INSTRUCTION:
Select and copy every line of the entries below that contains the string "brown", treating uppercase and lowercase letters as different.

======== INFORMATION SHOWN

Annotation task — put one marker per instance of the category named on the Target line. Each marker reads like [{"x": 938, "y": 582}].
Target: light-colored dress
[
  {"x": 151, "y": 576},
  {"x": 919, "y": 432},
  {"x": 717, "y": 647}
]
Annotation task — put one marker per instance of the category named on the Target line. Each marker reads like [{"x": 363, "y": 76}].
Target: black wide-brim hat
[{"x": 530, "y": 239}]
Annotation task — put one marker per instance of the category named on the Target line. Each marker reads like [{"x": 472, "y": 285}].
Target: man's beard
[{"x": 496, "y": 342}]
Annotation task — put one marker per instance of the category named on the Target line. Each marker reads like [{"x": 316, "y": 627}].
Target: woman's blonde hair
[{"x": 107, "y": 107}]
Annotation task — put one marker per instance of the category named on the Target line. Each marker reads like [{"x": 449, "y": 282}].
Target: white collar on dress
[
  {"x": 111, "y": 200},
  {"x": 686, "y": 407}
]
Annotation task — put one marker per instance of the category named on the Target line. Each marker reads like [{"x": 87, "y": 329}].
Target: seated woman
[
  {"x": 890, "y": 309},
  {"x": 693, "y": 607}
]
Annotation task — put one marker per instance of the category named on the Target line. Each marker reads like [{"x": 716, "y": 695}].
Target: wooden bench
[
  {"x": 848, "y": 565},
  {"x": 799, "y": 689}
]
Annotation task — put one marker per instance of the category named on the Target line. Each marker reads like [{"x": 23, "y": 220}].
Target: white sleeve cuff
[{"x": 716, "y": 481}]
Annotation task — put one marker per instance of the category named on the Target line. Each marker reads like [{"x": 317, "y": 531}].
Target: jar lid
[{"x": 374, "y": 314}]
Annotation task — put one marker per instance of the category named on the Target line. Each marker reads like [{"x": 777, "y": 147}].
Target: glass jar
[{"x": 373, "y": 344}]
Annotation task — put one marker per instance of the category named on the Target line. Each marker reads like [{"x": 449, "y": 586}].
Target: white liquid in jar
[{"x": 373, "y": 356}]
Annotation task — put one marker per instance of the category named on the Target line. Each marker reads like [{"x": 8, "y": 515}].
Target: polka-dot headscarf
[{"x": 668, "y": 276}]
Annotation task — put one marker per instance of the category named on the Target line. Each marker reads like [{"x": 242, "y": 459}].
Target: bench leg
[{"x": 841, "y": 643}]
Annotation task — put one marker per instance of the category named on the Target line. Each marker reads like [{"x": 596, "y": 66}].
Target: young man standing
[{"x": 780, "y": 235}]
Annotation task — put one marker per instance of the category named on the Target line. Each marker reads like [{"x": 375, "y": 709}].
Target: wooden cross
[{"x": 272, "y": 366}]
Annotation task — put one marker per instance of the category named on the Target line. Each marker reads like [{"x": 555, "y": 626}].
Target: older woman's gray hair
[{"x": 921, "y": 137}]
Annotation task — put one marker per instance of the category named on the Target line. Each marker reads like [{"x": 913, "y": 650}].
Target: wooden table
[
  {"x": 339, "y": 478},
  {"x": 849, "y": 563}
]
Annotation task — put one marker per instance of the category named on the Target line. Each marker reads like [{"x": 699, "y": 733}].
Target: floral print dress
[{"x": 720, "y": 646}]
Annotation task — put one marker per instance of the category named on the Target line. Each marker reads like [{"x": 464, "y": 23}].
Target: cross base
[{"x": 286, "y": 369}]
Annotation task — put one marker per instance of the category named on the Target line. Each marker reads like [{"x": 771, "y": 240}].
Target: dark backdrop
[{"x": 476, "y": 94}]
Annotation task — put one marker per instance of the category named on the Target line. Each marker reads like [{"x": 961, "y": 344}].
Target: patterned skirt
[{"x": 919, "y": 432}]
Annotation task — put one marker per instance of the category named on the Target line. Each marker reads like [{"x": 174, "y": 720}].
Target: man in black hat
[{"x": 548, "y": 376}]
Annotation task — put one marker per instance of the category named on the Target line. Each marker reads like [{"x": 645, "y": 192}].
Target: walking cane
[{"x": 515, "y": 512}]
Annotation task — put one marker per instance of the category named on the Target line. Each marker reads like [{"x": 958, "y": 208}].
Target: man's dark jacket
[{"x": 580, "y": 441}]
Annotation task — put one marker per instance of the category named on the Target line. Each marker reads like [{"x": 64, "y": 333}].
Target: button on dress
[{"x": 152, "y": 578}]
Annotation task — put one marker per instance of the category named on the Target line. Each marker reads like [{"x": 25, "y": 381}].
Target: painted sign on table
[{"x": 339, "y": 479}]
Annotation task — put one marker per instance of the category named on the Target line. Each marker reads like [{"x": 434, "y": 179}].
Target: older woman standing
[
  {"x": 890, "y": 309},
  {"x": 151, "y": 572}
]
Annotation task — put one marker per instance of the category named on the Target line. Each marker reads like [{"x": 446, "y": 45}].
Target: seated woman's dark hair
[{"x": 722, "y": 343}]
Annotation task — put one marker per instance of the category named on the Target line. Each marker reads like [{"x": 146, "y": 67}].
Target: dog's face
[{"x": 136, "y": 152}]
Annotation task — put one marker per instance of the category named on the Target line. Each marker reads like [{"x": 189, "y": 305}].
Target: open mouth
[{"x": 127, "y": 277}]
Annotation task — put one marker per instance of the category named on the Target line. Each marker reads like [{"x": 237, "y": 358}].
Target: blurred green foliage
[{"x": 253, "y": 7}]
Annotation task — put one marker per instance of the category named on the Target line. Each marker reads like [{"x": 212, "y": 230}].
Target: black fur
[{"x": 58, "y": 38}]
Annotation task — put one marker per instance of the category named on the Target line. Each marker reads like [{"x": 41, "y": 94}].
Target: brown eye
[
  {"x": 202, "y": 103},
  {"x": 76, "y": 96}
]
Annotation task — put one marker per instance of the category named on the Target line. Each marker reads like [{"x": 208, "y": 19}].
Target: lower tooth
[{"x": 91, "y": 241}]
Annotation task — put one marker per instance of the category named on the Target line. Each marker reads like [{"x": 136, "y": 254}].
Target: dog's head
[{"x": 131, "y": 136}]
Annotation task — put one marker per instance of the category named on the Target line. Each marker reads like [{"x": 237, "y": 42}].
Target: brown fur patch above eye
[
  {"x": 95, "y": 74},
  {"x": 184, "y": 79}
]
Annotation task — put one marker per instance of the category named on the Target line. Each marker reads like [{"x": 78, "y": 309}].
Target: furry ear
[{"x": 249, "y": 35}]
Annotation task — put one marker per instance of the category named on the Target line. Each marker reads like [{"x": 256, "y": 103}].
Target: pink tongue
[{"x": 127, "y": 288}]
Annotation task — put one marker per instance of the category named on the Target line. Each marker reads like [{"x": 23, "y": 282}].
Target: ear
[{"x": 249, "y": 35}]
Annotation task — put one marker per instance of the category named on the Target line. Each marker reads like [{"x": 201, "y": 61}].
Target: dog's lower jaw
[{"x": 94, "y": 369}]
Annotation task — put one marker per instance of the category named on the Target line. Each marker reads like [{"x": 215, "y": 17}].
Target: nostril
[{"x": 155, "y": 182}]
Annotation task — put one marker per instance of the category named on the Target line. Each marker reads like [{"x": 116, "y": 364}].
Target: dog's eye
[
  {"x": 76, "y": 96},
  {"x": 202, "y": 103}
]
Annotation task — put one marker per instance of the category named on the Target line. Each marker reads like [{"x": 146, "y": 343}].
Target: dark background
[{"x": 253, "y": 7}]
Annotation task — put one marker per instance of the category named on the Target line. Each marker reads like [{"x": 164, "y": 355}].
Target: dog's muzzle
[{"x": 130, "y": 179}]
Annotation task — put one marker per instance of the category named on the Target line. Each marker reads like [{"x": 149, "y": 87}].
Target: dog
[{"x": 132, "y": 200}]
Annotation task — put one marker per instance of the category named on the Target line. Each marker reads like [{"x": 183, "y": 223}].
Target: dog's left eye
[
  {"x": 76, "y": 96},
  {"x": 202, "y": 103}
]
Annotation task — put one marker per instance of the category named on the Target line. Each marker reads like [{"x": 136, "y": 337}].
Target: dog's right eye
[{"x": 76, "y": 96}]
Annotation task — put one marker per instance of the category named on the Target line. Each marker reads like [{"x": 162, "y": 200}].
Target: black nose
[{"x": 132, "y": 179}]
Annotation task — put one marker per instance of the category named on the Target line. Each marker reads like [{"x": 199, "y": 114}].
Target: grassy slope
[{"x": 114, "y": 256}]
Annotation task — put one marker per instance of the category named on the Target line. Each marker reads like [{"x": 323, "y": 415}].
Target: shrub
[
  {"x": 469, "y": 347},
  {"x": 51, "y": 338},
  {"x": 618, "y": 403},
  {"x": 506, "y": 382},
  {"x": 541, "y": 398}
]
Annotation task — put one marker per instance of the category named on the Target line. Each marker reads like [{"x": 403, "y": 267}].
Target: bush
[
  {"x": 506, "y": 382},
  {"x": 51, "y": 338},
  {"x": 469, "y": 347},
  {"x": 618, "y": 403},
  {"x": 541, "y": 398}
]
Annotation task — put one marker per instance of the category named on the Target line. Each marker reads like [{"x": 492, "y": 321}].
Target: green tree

================

TASK RESULT:
Target: brown eye
Target: brown fur patch above eye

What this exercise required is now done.